Rewrite all the entries below, replacing each "instance" with "occurrence" and leaving everything else unchanged.
↓
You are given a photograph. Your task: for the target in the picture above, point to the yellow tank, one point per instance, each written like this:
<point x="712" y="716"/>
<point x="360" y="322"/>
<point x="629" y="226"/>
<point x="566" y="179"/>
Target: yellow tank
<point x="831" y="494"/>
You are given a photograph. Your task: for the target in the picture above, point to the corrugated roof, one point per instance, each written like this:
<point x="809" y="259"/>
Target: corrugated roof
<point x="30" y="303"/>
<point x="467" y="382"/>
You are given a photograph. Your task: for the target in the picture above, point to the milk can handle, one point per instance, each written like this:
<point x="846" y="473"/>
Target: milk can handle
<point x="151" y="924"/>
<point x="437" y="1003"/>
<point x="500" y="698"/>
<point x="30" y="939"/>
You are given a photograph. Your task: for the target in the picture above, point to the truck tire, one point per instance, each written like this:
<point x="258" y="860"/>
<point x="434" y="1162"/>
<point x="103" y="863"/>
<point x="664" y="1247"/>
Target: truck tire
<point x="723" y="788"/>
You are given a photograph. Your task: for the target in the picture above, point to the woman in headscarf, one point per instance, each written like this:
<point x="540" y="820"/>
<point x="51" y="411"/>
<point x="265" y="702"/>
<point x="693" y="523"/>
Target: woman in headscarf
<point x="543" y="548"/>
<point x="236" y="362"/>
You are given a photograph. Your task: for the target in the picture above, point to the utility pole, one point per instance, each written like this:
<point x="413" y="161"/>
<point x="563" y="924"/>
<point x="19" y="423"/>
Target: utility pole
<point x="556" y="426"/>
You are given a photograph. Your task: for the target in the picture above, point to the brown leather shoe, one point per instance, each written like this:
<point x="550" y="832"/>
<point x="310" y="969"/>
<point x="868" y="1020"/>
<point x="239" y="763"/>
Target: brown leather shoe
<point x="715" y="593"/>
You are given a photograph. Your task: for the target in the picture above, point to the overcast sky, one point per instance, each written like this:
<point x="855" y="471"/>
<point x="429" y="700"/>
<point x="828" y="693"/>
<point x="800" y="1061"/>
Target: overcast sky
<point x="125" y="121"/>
↑
Answer.
You are given a photograph. Your task: for the target in the picture above, point to the yellow tank, one point per occurrence, each written like this:
<point x="712" y="716"/>
<point x="360" y="322"/>
<point x="629" y="226"/>
<point x="566" y="179"/>
Target: yellow tank
<point x="831" y="494"/>
You are given a photograph. Your task: for the target in the picture above, point to the corrugated roof, one point per occurrence, each written like this:
<point x="809" y="259"/>
Target: corrugated roof
<point x="30" y="303"/>
<point x="467" y="382"/>
You are given a photograph. Your task: for the target in the picture above, point to the milk can handle, one point per occurrence, each written like this:
<point x="846" y="473"/>
Target: milk can handle
<point x="151" y="924"/>
<point x="437" y="1003"/>
<point x="500" y="698"/>
<point x="30" y="939"/>
You are given a photograph. Your task: for the target in the picture above, point to the truck tire, one point per occurrence, each written like this:
<point x="258" y="860"/>
<point x="434" y="1162"/>
<point x="103" y="863"/>
<point x="664" y="1247"/>
Target: truck tire
<point x="723" y="788"/>
You are given a photograph. Your task: for the target in the picture above, point to the woman in headscarf, one point per occurrence, each written like this:
<point x="540" y="820"/>
<point x="51" y="411"/>
<point x="265" y="702"/>
<point x="693" y="523"/>
Target: woman in headscarf
<point x="543" y="548"/>
<point x="236" y="362"/>
You are given a photograph. Your task: for the target in the picture above, point to the utility pole, one point per occurrence, each written like this:
<point x="413" y="161"/>
<point x="563" y="924"/>
<point x="19" y="423"/>
Target: utility pole
<point x="556" y="426"/>
You are given a photograph. Your task: for the target in the picture above, point to the brown leather shoe, one point per occurrence, each written like this:
<point x="550" y="832"/>
<point x="310" y="969"/>
<point x="868" y="1020"/>
<point x="239" y="763"/>
Target: brown leather shoe
<point x="715" y="593"/>
You are given a photograph. Your task: for the target in the picture above, point to the overcast sky, one point per occurrence, each written like this:
<point x="855" y="471"/>
<point x="429" y="700"/>
<point x="828" y="693"/>
<point x="800" y="1061"/>
Target: overcast sky
<point x="125" y="121"/>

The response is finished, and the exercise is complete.